- _Activity_
Reproduce the data that follows in its entirety, character for character.

[Natural-language object grounding data]
_ _ _

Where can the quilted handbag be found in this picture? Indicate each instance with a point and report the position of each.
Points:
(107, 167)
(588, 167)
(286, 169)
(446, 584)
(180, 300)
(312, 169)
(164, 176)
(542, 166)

_ _ _

- _Solution for this problem_
Where can the quilted handbag be found in this picture? Indicate each instance with a point and report the position of each.
Points:
(107, 167)
(588, 167)
(286, 169)
(446, 584)
(180, 300)
(312, 169)
(164, 176)
(542, 166)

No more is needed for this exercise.